■ Directive ■
Copy out all the data, word for word.
— Start of Material —
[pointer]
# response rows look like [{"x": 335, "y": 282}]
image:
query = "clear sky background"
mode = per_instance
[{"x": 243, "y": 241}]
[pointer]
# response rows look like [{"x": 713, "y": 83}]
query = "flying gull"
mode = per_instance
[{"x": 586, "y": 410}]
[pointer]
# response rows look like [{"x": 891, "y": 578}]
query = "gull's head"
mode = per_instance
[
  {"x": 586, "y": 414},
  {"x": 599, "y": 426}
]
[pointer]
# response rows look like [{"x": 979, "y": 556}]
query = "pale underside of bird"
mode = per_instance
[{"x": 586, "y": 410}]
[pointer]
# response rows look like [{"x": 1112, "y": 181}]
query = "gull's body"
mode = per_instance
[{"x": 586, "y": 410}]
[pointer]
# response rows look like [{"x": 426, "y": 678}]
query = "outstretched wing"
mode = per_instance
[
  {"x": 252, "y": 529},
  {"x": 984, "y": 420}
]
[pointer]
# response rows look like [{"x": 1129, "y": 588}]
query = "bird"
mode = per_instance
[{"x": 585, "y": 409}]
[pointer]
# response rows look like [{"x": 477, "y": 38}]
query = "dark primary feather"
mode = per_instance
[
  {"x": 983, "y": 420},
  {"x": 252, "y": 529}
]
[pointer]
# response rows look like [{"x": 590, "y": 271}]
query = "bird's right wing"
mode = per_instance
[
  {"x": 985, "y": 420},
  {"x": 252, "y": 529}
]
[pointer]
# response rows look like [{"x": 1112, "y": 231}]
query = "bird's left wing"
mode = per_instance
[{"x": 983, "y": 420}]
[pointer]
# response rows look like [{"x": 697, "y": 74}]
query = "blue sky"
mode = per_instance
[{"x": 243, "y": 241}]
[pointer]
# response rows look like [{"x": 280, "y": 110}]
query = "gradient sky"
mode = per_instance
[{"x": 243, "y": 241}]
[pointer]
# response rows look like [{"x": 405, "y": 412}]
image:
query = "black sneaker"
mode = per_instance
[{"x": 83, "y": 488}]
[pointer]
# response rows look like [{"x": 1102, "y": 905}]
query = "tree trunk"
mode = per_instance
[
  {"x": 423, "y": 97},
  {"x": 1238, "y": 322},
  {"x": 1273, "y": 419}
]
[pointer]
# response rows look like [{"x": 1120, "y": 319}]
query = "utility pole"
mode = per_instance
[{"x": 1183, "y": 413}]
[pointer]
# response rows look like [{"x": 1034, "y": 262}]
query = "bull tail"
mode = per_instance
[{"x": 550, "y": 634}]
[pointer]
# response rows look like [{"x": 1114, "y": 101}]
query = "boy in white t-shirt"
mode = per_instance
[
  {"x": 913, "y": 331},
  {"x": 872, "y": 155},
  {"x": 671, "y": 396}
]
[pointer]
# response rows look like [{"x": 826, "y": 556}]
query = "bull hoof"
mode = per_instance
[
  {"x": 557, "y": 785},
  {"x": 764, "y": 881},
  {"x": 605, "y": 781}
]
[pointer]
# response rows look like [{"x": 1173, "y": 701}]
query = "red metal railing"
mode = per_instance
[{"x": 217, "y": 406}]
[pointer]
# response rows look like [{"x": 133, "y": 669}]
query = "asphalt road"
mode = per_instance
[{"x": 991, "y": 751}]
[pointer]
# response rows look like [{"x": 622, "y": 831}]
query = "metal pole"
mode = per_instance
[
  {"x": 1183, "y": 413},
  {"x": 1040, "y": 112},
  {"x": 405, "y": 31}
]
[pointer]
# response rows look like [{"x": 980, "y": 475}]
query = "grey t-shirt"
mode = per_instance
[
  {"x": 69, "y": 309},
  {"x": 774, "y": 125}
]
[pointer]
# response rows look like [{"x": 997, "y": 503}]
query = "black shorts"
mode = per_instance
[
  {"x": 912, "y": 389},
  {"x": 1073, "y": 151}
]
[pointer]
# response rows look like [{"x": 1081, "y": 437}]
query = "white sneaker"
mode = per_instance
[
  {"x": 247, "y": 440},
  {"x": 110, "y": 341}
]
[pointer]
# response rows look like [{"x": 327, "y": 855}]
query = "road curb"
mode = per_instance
— End of Material —
■ Task result ■
[pointer]
# response rows look like [{"x": 335, "y": 282}]
image:
query = "clear sky background"
mode = per_instance
[{"x": 243, "y": 241}]
[pointer]
# response rows look like [{"x": 713, "y": 83}]
query = "flying gull"
mode = per_instance
[{"x": 586, "y": 410}]
[pointer]
# response rows look like [{"x": 891, "y": 578}]
query = "gull's head"
mode = per_instance
[
  {"x": 586, "y": 414},
  {"x": 599, "y": 426}
]
[pointer]
# response rows look like [{"x": 979, "y": 556}]
query = "pale underside of bird"
mode = per_instance
[{"x": 586, "y": 410}]
[pointer]
# response rows look like [{"x": 1112, "y": 181}]
query = "gull's body"
mode = per_instance
[{"x": 586, "y": 410}]
[pointer]
# response rows look like [{"x": 426, "y": 678}]
query = "outstretched wing"
mode = per_instance
[
  {"x": 252, "y": 529},
  {"x": 984, "y": 420}
]
[pointer]
# response rows look like [{"x": 1129, "y": 588}]
query = "bird"
mode = per_instance
[{"x": 585, "y": 409}]
[pointer]
# response rows look like [{"x": 477, "y": 38}]
query = "dark primary feather"
mode = per_instance
[
  {"x": 983, "y": 420},
  {"x": 252, "y": 529}
]
[pointer]
# response rows look like [{"x": 590, "y": 271}]
query = "bird's right wing"
mode = per_instance
[
  {"x": 985, "y": 420},
  {"x": 252, "y": 529}
]
[pointer]
# response rows look like [{"x": 1112, "y": 231}]
query = "bird's left wing"
mode = per_instance
[{"x": 983, "y": 420}]
[pointer]
# response rows look like [{"x": 697, "y": 74}]
query = "blue sky"
mode = per_instance
[{"x": 243, "y": 241}]
[pointer]
# response rows look like [{"x": 280, "y": 110}]
query = "gradient sky"
mode = per_instance
[{"x": 243, "y": 241}]
[pointer]
# response rows look like [{"x": 405, "y": 412}]
image:
query = "black sneaker"
mode = per_instance
[{"x": 83, "y": 488}]
[pointer]
# response rows look like [{"x": 1102, "y": 905}]
query = "tree trunk"
mode = per_instance
[
  {"x": 423, "y": 97},
  {"x": 1238, "y": 322},
  {"x": 1273, "y": 419}
]
[pointer]
# response rows look like [{"x": 1120, "y": 319}]
query = "utility pole"
mode = per_instance
[{"x": 1183, "y": 413}]
[pointer]
# response rows look like [{"x": 1034, "y": 262}]
query = "bull tail"
mode = per_instance
[{"x": 550, "y": 634}]
[pointer]
# response rows look like [{"x": 1114, "y": 101}]
query = "boy in white t-shirt"
mode = per_instance
[
  {"x": 913, "y": 331},
  {"x": 872, "y": 155},
  {"x": 671, "y": 396}
]
[pointer]
# response rows look like [{"x": 826, "y": 556}]
query = "bull hoof"
mode = per_instance
[
  {"x": 557, "y": 785},
  {"x": 764, "y": 881},
  {"x": 605, "y": 781}
]
[pointer]
# response rows look like [{"x": 1173, "y": 701}]
query = "red metal railing"
mode = per_instance
[{"x": 217, "y": 406}]
[pointer]
# response rows look like [{"x": 133, "y": 669}]
query = "asphalt road"
mode = per_instance
[{"x": 991, "y": 751}]
[pointer]
# response rows look like [{"x": 622, "y": 831}]
query = "metal pole"
mode = per_instance
[
  {"x": 1183, "y": 413},
  {"x": 1040, "y": 112},
  {"x": 405, "y": 31}
]
[pointer]
# response rows look like [{"x": 980, "y": 475}]
query = "grey t-shirt"
mode = per_instance
[
  {"x": 69, "y": 309},
  {"x": 774, "y": 125}
]
[pointer]
# response rows look like [{"x": 997, "y": 503}]
query = "black shorts"
mode = per_instance
[
  {"x": 912, "y": 389},
  {"x": 1073, "y": 151}
]
[pointer]
# response rows look like [{"x": 1081, "y": 437}]
query = "white sneaker"
mode = per_instance
[
  {"x": 247, "y": 440},
  {"x": 110, "y": 341}
]
[pointer]
# response rows look like [{"x": 327, "y": 855}]
query = "road curb"
mode = per_instance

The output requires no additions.